━━━━━ Extract

COLUMBUS, Ohio — Exactly two months after a Norfolk Southern train derailed carrying toxic chemicals in East Palestine, concerns over the potential for long-term health impacts remain a concern for those who live there.
On Monday, Ohio’s U.S. Senators Sherrod Brown and JD Vance – along with Pennsylvania’s two U.S. Senators Bob Casey and John Fetterman – have drafted a letter to the National Institute of Health – and the National Institute of Environmental Health Sciences – to extend its response to the area and provide additional resources and research into the short-term and long-term health effects associated with the disaster.
The Norfolk Southern train derailed in East Palestine on February spilling harmful chemicals like vinyl chloride. And additional controlled burn of chemicals prompted an evacuation.
Residents have since complained about ailments such as headaches, rashes, burning lips and eyes and breathing issues.
The senators’ urged the NIH in their letter to help identify or assess:
- Scientific methodologies to best assess the short- and long-term health impacts of this man-made disaster;
- Best practices for assessing human exposures and the associated health risks that can be applied to this crisis, possibly including geospatial analysis of the contaminated waterways and the plume, as well as an enumeration and census of the affected population;
- Co-creation of a research strategy with community partners to ensure robust community involvement in addressing their concerns;
- How to ensure residents can be provided with a return of results and a right to release bio-specimens to testing laboratories for the purposes of, e.g., litigation;
- Partner with other federal, state, and local entities at all stages.
Government officials and the rail company, Norfolk Southern, have continued to point to tests that show the air and water are safe.
But just last week, the CDC told 10 Investigates that several of its employees conducting health surveys in east Palestine fell ill in early March. Their symptoms appeared to mirror many of the same complaints of East Palestine residents.

━━━━━━━━━━

Instructions ::
a) From the East Palestine article, extract everything between "COLUMBUS, Ohio —" and "with the disaster.", inclusive.
b) Name every U.S. senator mentioned in the East Palestine article.
c) Carry on the East Palestine derailment article from its final sentence.
The entries have nothing to do with the East Palestine article.

━━━━━ Data to examine

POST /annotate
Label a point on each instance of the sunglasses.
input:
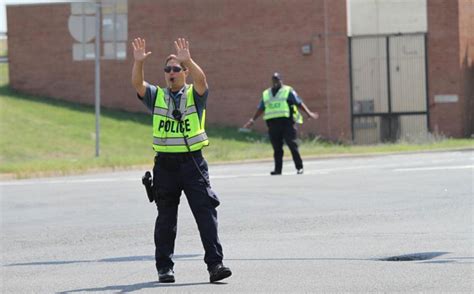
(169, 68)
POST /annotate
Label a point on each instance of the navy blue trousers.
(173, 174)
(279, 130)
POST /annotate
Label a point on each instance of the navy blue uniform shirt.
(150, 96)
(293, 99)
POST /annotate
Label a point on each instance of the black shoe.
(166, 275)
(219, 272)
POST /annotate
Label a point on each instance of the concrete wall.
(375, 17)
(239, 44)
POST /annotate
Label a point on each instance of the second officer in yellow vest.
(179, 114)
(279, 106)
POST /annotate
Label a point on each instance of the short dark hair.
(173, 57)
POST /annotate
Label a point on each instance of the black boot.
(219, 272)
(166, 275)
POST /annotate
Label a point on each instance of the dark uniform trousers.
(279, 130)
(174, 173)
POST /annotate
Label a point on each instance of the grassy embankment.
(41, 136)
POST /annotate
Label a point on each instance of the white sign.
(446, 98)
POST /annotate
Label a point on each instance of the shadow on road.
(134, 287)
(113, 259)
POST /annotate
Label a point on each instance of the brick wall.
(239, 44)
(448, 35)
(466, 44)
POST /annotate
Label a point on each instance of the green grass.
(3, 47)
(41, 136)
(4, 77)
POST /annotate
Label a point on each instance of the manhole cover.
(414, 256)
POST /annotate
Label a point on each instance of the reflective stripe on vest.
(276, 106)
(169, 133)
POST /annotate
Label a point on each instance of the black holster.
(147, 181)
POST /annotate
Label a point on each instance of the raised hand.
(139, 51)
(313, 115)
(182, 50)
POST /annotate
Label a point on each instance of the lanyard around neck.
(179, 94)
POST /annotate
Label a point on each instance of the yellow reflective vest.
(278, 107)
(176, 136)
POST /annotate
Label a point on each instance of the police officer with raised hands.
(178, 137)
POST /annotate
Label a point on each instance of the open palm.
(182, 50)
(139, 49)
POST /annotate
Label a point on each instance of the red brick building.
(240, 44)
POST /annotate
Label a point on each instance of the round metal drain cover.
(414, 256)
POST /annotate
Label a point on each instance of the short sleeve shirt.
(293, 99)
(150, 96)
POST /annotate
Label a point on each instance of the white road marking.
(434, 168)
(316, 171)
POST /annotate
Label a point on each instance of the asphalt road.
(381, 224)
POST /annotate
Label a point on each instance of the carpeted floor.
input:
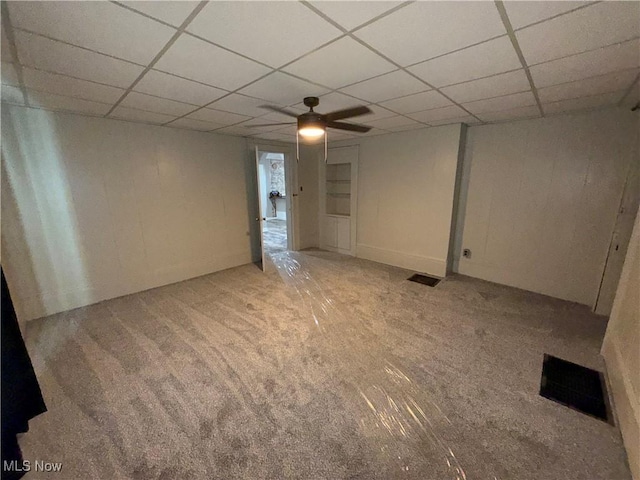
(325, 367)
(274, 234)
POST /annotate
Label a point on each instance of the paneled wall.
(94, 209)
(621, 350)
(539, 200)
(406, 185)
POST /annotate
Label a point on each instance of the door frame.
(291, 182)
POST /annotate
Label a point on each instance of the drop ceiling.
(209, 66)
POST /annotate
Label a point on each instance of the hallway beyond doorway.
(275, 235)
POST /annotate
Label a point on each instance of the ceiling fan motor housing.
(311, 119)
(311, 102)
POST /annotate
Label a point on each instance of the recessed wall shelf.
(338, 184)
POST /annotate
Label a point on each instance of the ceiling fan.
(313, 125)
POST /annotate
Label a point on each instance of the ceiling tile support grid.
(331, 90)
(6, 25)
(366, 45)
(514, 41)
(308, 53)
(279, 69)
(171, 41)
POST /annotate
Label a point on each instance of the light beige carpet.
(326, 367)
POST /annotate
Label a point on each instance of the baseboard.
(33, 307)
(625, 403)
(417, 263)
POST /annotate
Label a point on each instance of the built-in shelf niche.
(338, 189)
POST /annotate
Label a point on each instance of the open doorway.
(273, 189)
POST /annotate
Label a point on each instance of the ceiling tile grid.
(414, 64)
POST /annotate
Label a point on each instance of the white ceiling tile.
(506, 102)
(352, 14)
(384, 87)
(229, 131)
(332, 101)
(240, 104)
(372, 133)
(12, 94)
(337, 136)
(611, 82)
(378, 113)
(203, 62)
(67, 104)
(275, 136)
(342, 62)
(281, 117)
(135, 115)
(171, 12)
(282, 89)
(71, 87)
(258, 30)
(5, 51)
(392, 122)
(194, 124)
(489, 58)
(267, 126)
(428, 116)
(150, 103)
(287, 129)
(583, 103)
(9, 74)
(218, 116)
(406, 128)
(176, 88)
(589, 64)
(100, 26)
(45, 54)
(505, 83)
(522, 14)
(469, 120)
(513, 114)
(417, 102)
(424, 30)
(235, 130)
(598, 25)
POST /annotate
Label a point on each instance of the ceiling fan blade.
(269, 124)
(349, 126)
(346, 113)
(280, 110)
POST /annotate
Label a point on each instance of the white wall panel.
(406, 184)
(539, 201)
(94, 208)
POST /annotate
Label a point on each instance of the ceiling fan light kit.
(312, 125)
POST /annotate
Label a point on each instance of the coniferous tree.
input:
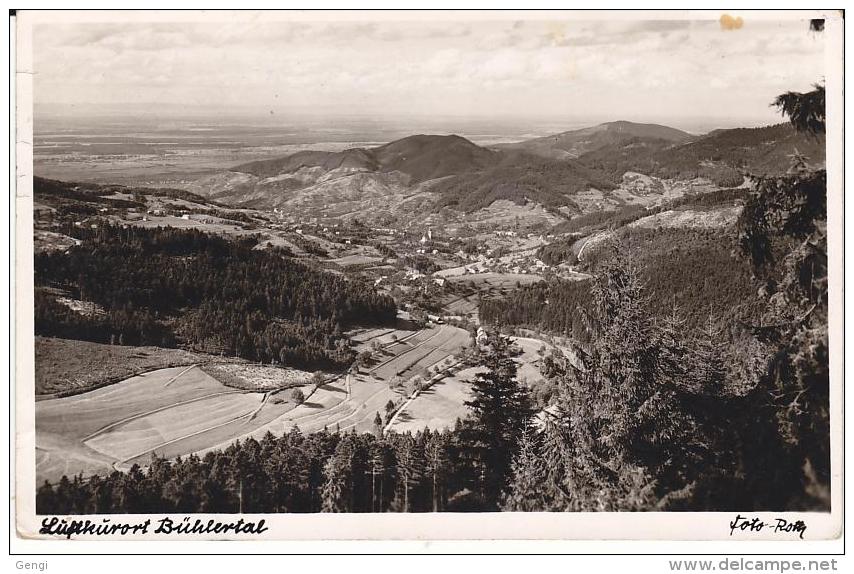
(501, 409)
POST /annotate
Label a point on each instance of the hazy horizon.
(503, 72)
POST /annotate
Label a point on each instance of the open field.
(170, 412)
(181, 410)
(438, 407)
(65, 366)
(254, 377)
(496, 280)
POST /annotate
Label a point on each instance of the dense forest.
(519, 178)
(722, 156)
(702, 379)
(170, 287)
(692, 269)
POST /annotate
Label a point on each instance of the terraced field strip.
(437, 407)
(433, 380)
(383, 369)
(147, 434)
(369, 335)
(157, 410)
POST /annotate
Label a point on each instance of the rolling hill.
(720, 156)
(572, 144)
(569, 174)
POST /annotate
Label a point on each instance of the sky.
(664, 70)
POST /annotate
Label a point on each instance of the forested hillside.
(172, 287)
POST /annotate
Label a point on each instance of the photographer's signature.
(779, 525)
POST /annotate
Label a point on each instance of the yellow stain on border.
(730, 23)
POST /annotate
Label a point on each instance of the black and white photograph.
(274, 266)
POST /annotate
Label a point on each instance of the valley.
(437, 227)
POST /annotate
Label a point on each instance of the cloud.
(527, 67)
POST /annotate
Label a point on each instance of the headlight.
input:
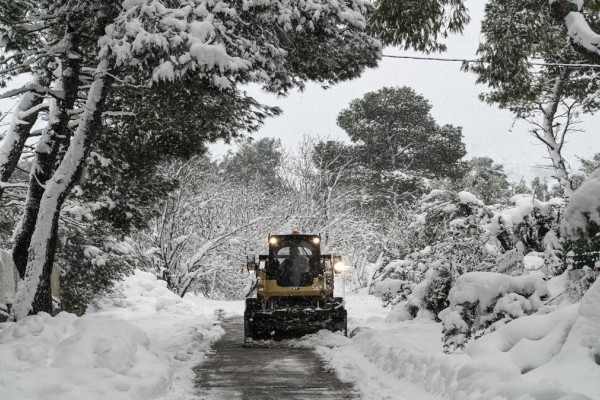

━━━━━━━━━━

Answers to the problems ::
a)
COLUMBUS, Ohio — Exactly two months after a Norfolk Southern train derailed carrying toxic chemicals in East Palestine, concerns over the potential for long-term health impacts remain a concern for those who live there.
On Monday, Ohio’s U.S. Senators Sherrod Brown and JD Vance – along with Pennsylvania’s two U.S. Senators Bob Casey and John Fetterman – have drafted a letter to the National Institute of Health – and the National Institute of Environmental Health Sciences – to extend its response to the area and provide additional resources and research into the short-term and long-term health effects associated with the disaster.

b) Sherrod Brown, JD Vance, Bob Casey, John Fetterman

c)
On Monday, 10 Investigates spoke to Charisse Munyon, a mom of two, who told us her family has experienced mild symptoms similar to what others have described including headaches, coughs and burning eyes. She said she feels frustrated and torn over what to do, as other friends have chosen to the leave the town in wake of the derailment.
She said she worries about the potential for long-term health risks but is also trying to balance a return to normal life.
“I mean, of course, cancer is a huge concern, because that's the word that keeps getting thrown around that in 10 years for kids to be diagnosed with cancer, and that's terrifying. But also it's terrifying to me to uproot my family and move somewhere else my kids have both been here since they were in preschool. So like, I feel like I'm damned if I do damned if I don't like, if I keep my kids here, there's a chance they can get cancer but if I leave, am I leaving my home that I've been in for the past 10 years with my kids? For something that I didn't have to uproot my lives for,” Munyon told 10 Investigates’ Chief Investigative Reporter Bennett Haeberle.
To date, Norfolk Southern says it continues its work at the cleanup site removing 14,000 tons of contaminated soil,
The governor’s office says about 20,000 tons remains on site.
The frustration for residents remains not knowing how long cleanup will take and what to expect years from now.
On Tuesday, a more permanent health clinic is expected to open in East Palestine.